Anime Hair colors can run the entire spectrum and then some, only limiting themselves to the "natural" range in the most serious of series. One reason, it is claimed, is that it helps the viewer distinguish characters who might otherwise be hard to tell apart in a show with budget-saving simple designs. This in turn makes the character more easily copyrightable. Subtler variations of the hair could work, but these are usually avoided because they are difficult to animate.

Beyond that, though, there does seem to be a rough correspondence between hair color and personality type, although the exact details are debated among fans and nothing seems to be 100% consistent from show to show — or even within a show.

A quick Google search will turn up at least several dozen pages discussing the topic, with most of them disagreeing in varying degrees with each other. Chances are, this very page might've been among them. Basically, anything found on this topic — especially the notes below — is nothing more than a broad generalization that can be contradicted freely by any given show.

Black or brown hair, or rarely naturalistic auburn, tends to indicate an Ordinary High-School Student or some other "grounded" and "normal" (Japanese) person. Brown hair, in particular, tend to be the most widely used color for ordinary Japanese characters, including the main characters, because a black-haired female can indicate other qualities. Black hair (or dark blue and purple) can be more common among male protagonists, to make them more relatable to the audience. In some anime, green hair can serve as an additional "standard" hair color, either as artistic shorthand for black hair (such as Setsuna Meiou from Sailor Moon, or My Hero Academia protagonist Izuku "Deku" Midoriya) or as actual pure green (such as Midori in Midori Days).

Written task :: Reproduce the whole passage on anime hair colors word for word.

Data listing ::
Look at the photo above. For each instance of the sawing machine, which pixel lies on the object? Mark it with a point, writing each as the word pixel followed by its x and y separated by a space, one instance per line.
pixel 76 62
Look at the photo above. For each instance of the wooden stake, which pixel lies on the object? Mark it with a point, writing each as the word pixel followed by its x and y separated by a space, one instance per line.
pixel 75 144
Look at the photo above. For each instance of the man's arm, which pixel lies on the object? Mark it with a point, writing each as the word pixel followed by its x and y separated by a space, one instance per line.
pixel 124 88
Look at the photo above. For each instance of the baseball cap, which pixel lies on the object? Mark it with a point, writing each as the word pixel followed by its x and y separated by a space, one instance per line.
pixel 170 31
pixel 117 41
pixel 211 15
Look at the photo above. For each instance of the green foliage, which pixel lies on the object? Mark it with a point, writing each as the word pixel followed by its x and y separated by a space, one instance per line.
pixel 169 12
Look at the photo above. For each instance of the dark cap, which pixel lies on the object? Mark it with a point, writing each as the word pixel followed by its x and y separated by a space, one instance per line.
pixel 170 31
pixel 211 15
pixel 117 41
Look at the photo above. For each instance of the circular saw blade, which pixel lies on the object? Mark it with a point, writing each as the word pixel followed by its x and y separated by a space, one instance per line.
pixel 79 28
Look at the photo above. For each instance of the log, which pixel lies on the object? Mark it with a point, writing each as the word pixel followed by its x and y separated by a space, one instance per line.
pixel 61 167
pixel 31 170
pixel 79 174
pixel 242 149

Output for this task ::
Anime Hair colors can run the entire spectrum and then some, only limiting themselves to the "natural" range in the most serious of series. One reason, it is claimed, is that it helps the viewer distinguish characters who might otherwise be hard to tell apart in a show with budget-saving simple designs. This in turn makes the character more easily copyrightable. Subtler variations of the hair could work, but these are usually avoided because they are difficult to animate.

Beyond that, though, there does seem to be a rough correspondence between hair color and personality type, although the exact details are debated among fans and nothing seems to be 100% consistent from show to show — or even within a show.

A quick Google search will turn up at least several dozen pages discussing the topic, with most of them disagreeing in varying degrees with each other. Chances are, this very page might've been among them. Basically, anything found on this topic — especially the notes below — is nothing more than a broad generalization that can be contradicted freely by any given show.

Black or brown hair, or rarely naturalistic auburn, tends to indicate an Ordinary High-School Student or some other "grounded" and "normal" (Japanese) person. Brown hair, in particular, tend to be the most widely used color for ordinary Japanese characters, including the main characters, because a black-haired female can indicate other qualities. Black hair (or dark blue and purple) can be more common among male protagonists, to make them more relatable to the audience. In some anime, green hair can serve as an additional "standard" hair color, either as artistic shorthand for black hair (such as Setsuna Meiou from Sailor Moon, or My Hero Academia protagonist Izuku "Deku" Midoriya) or as actual pure green (such as Midori in Midori Days).